### PROBLEM TO SOLVE
Please transcribe every entry below exactly as written.

(Data excerpts)
= = = = =

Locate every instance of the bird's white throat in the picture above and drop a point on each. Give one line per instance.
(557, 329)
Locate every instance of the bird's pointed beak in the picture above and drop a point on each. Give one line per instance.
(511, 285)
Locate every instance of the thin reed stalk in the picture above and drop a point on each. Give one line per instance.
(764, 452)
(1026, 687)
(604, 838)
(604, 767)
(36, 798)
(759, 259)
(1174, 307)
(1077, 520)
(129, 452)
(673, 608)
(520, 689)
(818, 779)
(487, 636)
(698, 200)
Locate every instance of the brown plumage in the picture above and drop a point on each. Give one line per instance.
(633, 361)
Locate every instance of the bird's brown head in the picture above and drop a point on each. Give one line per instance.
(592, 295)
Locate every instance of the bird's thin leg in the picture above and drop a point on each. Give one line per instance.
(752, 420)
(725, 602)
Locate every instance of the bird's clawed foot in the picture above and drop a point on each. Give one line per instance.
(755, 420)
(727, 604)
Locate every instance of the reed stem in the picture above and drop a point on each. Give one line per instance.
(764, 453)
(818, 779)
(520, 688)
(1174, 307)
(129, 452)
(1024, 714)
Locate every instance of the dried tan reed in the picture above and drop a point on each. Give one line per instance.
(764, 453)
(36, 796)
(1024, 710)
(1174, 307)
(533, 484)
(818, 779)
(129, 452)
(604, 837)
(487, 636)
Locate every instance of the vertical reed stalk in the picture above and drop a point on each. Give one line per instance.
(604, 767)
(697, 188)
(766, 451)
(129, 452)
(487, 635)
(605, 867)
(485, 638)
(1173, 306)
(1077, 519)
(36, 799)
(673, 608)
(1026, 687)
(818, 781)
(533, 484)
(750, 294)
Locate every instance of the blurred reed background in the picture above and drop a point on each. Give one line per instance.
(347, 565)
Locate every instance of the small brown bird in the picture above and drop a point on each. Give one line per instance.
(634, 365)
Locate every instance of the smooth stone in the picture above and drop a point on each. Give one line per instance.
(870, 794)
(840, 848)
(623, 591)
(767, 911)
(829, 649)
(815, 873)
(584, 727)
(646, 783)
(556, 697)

= = = = =

### COMPLETED TASK
Locate every instance of the bird's white throat in the picture above and drop a point on each. Give one line per instance.
(557, 329)
Locate every instance of the bird's pointed beak in the picture above and drop a point on each. Give one line per instance.
(511, 285)
Locate every instance of the thin reed stalk in the picture above and drop a point on each. Give one line per instance.
(764, 452)
(1026, 687)
(604, 838)
(604, 767)
(36, 798)
(759, 259)
(1174, 307)
(1077, 520)
(129, 452)
(673, 608)
(520, 689)
(818, 779)
(487, 636)
(698, 200)
Locate every instance of the brown plumage in the picture above and drop a point on each. Give one line per instance.
(633, 361)
Locate every instance of the bird's brown head in the picture above and drop a point on each. Give one line per instance.
(592, 295)
Locate every instance of the bird's thin leg in the picture above and drop a point on each. Give one line per instance.
(752, 420)
(725, 602)
Locate every instance of the bird's clawed foot in the picture above and drop a point on each. Give one line per instance.
(755, 420)
(727, 604)
Locate every instance of the reed stem in the picture above and drop a point on each. Give one line per instance.
(764, 453)
(818, 779)
(520, 688)
(1174, 307)
(129, 452)
(1024, 714)
Locate every instance of the dried tan reed in the picture above and drop a point on each. Give one line per instance.
(764, 453)
(36, 796)
(1024, 710)
(1174, 307)
(533, 484)
(818, 779)
(129, 452)
(604, 837)
(487, 636)
Locate every instance of the vertical reed stalk in the picture above and drop a point on each. Give one line per instance.
(604, 767)
(697, 188)
(766, 451)
(129, 452)
(487, 635)
(605, 867)
(485, 638)
(1173, 306)
(1077, 519)
(36, 799)
(673, 608)
(1026, 687)
(818, 781)
(533, 484)
(750, 294)
Locate every instance of the blurred reed background in the picture above and drop a point on each. Give one line per instance.
(347, 565)
Locate every instance of the small brown bird in the picture above and drop a point on each. Give one line per instance.
(634, 365)
Locate every instance of the smooth stone in the picture above and drop a point on each. Give one line per instance.
(870, 794)
(840, 848)
(623, 591)
(767, 911)
(829, 649)
(815, 873)
(584, 727)
(646, 783)
(556, 697)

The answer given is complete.